**Exercise instructions:**
Look through the material below and return every line that contains "boulder".

§ §

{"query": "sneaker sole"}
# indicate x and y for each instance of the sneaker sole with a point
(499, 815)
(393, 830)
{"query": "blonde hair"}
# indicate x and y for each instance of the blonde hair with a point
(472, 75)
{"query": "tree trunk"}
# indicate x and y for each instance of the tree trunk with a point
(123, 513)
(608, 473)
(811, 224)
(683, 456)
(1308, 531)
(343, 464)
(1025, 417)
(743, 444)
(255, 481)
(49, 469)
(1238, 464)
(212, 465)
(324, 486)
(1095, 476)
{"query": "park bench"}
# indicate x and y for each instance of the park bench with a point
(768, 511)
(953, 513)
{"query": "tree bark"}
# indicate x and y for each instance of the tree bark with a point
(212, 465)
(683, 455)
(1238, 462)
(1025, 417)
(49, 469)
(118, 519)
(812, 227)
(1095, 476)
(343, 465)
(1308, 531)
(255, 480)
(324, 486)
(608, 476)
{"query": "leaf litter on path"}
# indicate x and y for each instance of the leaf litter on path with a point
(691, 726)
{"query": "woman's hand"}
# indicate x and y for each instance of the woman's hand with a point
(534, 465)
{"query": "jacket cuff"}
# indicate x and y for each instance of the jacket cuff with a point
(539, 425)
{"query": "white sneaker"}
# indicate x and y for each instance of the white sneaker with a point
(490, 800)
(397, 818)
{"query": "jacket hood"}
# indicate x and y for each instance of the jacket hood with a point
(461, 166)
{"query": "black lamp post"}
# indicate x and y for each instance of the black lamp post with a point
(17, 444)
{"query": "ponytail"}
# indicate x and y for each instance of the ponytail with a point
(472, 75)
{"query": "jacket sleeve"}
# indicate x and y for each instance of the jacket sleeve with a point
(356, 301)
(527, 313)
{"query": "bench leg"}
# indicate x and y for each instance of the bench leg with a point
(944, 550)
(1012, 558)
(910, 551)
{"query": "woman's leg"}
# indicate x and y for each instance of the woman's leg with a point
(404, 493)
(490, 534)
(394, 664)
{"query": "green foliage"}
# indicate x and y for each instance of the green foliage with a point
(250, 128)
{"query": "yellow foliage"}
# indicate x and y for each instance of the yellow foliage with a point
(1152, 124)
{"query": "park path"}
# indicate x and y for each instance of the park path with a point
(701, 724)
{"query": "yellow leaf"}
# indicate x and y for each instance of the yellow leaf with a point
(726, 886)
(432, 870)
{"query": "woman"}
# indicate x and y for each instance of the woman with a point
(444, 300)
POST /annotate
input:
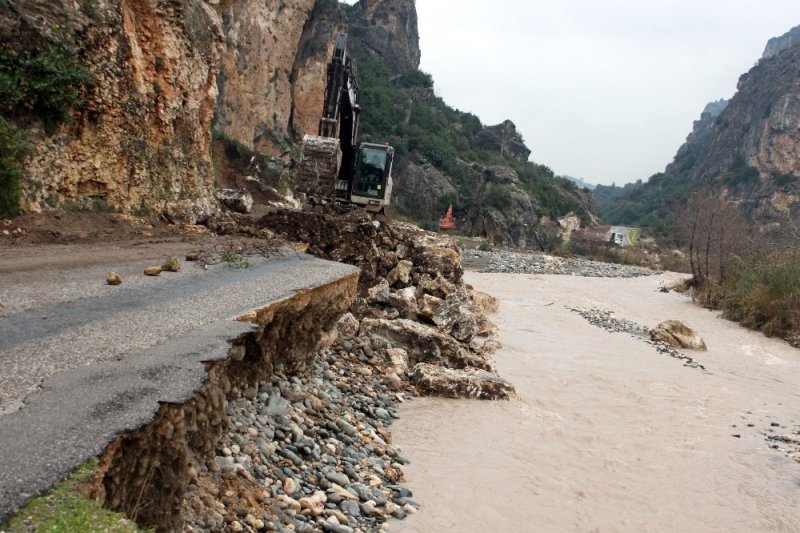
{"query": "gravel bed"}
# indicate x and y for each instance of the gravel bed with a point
(541, 263)
(307, 453)
(605, 319)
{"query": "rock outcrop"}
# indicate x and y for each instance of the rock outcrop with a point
(413, 306)
(748, 148)
(503, 139)
(165, 73)
(678, 334)
(257, 74)
(503, 211)
(388, 30)
(141, 138)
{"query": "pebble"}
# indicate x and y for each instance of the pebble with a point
(316, 445)
(606, 319)
(541, 263)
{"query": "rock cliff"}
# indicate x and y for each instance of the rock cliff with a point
(165, 73)
(141, 137)
(503, 139)
(749, 147)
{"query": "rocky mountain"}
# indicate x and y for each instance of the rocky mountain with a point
(748, 148)
(152, 81)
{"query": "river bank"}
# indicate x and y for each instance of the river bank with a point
(610, 434)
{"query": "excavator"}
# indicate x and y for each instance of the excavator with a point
(335, 169)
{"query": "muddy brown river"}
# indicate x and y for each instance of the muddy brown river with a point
(608, 433)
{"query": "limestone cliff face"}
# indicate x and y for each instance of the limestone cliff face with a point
(272, 81)
(388, 29)
(141, 139)
(256, 90)
(503, 212)
(503, 139)
(759, 128)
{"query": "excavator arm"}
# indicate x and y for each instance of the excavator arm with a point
(331, 169)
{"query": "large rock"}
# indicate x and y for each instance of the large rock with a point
(439, 286)
(462, 383)
(401, 274)
(141, 137)
(427, 306)
(405, 301)
(678, 334)
(504, 139)
(423, 343)
(456, 317)
(235, 199)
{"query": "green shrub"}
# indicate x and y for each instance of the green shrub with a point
(44, 83)
(13, 149)
(235, 260)
(764, 294)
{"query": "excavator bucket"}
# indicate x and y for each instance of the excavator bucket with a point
(319, 168)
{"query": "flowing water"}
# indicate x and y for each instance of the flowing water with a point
(608, 433)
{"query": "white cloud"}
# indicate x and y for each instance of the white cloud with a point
(602, 90)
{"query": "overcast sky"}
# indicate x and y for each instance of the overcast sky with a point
(603, 90)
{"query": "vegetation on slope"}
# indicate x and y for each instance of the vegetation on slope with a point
(36, 83)
(752, 276)
(404, 111)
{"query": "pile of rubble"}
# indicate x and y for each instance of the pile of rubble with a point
(311, 451)
(412, 299)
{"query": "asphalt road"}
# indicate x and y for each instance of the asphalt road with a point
(81, 362)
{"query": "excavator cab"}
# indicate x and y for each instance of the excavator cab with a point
(372, 179)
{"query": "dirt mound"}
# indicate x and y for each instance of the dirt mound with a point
(374, 246)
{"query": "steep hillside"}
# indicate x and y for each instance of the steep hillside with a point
(446, 156)
(748, 148)
(144, 84)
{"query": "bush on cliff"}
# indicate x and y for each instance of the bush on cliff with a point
(35, 83)
(13, 149)
(763, 293)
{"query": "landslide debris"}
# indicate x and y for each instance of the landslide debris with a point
(411, 297)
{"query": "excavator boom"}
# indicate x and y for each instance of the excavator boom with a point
(334, 168)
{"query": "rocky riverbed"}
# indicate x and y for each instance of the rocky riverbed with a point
(510, 262)
(607, 320)
(308, 452)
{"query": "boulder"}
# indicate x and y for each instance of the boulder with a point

§ §

**Answer to this task:**
{"query": "boulder"}
# indicate x and y for each instance of the boulder with a point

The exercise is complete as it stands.